Information given:
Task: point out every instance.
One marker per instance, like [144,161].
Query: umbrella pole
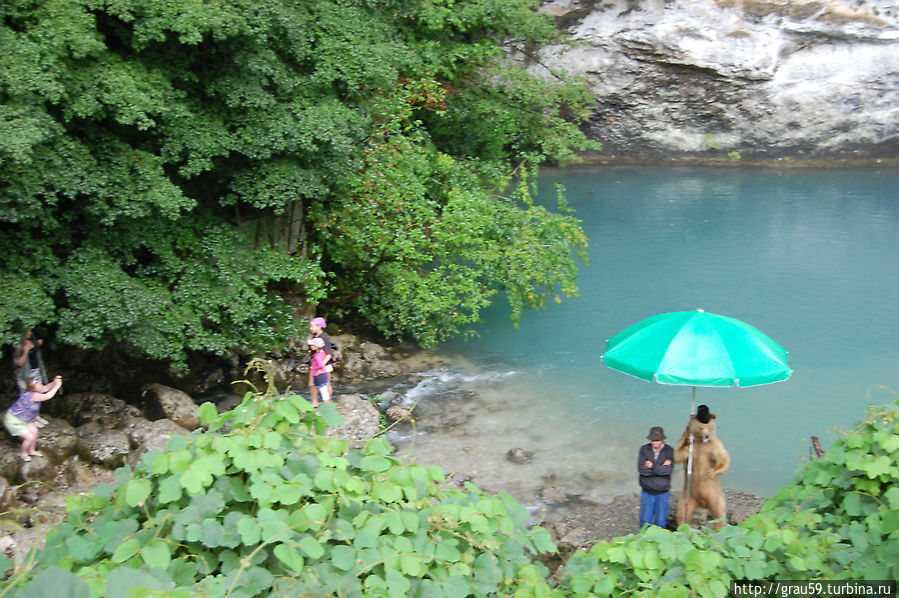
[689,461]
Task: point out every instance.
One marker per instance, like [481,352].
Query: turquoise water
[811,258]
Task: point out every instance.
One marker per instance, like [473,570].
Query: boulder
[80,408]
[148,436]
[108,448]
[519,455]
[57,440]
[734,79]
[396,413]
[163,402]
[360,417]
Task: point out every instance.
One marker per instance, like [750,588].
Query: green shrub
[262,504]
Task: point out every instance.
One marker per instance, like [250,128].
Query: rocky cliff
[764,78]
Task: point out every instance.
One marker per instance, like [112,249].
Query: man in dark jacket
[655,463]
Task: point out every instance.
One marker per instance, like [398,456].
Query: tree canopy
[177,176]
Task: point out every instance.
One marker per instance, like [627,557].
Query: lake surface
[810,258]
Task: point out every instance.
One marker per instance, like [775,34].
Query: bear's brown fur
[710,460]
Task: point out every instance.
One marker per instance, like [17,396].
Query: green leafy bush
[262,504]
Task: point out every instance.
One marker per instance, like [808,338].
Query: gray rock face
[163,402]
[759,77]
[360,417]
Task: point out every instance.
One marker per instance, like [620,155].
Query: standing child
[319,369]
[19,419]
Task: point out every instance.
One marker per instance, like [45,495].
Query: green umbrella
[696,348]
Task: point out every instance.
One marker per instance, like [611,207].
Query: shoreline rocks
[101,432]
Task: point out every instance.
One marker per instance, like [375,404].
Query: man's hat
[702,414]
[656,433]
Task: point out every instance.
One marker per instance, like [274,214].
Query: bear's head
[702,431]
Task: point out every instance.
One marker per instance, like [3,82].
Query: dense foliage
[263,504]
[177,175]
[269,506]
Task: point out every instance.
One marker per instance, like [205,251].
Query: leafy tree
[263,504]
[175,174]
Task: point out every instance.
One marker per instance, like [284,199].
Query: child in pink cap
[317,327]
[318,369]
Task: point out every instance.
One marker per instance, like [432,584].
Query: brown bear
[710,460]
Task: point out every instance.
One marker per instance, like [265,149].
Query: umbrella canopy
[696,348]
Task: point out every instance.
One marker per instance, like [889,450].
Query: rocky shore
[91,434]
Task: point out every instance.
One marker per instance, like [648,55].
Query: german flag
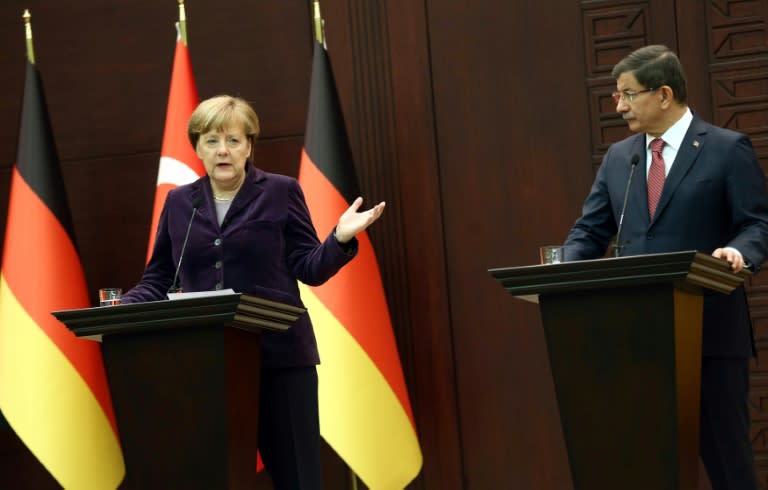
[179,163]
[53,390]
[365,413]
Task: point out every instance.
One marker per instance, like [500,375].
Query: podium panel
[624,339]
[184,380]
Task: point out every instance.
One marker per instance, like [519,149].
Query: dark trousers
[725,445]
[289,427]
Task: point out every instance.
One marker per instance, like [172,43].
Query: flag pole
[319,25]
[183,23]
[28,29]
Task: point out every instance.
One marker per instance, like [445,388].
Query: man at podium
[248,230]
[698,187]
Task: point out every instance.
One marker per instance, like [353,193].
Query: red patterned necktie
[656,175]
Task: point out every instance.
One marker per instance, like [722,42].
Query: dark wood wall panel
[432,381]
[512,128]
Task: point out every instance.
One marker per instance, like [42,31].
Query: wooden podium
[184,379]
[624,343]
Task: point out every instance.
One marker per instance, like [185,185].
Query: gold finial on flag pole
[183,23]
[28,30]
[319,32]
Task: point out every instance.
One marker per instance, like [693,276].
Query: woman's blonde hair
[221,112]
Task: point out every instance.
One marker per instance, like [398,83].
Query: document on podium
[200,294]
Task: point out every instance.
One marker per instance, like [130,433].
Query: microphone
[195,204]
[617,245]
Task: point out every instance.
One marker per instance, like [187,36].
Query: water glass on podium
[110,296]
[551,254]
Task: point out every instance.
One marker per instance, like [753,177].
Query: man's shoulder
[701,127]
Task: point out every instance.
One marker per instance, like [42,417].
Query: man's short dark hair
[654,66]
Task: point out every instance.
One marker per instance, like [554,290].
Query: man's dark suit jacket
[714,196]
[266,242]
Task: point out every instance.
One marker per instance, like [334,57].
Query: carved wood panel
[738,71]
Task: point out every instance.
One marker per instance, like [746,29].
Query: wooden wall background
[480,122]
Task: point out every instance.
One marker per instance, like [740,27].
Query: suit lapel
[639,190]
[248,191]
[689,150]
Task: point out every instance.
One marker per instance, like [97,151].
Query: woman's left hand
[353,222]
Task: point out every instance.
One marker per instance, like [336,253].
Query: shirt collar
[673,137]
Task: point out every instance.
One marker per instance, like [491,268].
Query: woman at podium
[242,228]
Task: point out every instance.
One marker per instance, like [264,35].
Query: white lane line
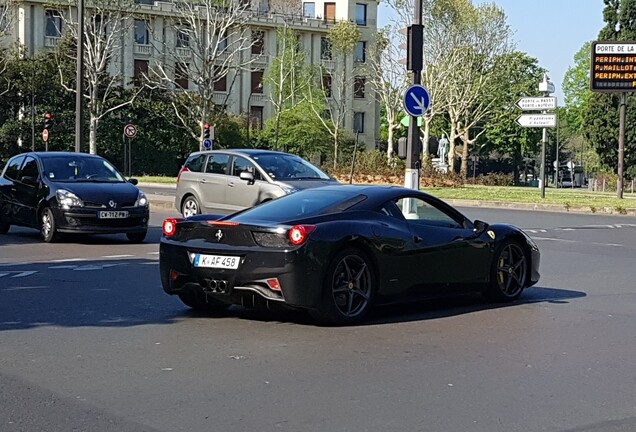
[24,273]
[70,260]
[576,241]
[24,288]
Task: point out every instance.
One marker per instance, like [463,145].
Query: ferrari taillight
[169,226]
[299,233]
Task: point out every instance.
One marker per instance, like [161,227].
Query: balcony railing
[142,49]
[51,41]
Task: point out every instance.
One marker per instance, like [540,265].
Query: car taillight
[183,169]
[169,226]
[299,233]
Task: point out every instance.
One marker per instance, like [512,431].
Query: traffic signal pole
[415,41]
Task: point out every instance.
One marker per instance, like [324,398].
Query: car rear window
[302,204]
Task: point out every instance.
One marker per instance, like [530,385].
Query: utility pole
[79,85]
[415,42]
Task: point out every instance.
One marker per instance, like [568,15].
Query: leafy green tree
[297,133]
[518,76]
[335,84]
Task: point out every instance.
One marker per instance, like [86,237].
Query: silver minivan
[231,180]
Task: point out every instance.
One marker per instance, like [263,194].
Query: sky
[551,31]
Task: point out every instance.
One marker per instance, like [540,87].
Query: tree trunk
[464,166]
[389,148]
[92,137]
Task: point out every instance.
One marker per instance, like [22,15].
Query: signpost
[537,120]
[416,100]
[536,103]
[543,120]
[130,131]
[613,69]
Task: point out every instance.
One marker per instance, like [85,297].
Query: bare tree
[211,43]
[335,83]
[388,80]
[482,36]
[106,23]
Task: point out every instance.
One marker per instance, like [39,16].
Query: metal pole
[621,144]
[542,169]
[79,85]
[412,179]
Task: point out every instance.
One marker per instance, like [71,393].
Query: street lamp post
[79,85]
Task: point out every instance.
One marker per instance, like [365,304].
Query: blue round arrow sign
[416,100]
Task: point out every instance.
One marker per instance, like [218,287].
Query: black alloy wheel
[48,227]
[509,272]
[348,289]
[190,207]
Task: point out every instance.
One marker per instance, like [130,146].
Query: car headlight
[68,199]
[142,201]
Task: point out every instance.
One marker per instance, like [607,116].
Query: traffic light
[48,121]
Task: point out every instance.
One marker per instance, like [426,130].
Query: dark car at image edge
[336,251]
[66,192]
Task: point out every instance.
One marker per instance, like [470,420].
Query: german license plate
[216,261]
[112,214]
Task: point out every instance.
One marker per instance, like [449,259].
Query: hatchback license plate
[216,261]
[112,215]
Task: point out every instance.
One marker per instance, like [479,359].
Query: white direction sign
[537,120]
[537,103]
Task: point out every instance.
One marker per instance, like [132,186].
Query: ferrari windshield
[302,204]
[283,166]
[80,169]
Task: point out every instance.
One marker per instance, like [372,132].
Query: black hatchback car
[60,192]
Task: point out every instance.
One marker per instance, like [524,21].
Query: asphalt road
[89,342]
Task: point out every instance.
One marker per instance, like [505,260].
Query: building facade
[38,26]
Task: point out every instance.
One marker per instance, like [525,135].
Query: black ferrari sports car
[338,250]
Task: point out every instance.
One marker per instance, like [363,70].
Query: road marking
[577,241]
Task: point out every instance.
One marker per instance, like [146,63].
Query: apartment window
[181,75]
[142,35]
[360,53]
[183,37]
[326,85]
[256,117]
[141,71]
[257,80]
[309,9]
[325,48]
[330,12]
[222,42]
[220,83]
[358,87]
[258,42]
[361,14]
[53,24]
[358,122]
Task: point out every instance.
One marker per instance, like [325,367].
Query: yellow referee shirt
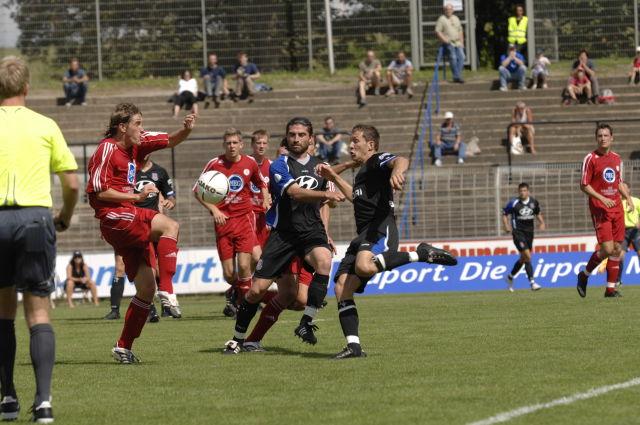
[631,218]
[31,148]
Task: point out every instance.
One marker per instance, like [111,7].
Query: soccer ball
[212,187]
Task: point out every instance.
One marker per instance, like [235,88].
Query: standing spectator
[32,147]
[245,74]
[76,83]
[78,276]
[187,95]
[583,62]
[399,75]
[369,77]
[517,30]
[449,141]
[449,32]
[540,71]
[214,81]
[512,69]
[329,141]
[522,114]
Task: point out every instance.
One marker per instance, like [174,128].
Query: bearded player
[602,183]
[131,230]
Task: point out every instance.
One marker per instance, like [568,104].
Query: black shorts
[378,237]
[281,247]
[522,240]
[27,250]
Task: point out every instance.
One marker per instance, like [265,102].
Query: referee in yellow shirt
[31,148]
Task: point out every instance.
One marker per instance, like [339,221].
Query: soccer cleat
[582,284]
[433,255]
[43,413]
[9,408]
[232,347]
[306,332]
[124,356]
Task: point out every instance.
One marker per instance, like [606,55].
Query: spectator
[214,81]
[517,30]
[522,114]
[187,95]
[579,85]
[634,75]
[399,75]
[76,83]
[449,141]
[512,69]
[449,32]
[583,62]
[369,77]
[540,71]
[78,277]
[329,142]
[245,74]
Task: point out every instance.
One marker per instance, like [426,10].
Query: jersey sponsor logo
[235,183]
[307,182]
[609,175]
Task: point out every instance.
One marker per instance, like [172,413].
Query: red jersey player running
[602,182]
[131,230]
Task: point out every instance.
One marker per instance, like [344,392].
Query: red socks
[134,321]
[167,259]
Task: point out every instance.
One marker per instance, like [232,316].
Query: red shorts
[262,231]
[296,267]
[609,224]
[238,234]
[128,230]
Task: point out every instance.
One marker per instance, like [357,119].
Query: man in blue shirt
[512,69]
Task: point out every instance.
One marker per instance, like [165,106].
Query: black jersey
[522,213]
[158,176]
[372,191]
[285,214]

Work to complete: Find each line in the entries above that contains the word "black", and copy every such line in full.

Solution below:
Query: black alloy wheel
Query: black hatchback car
Query: black ferrari sports car
Query: black shorts
Query: black jersey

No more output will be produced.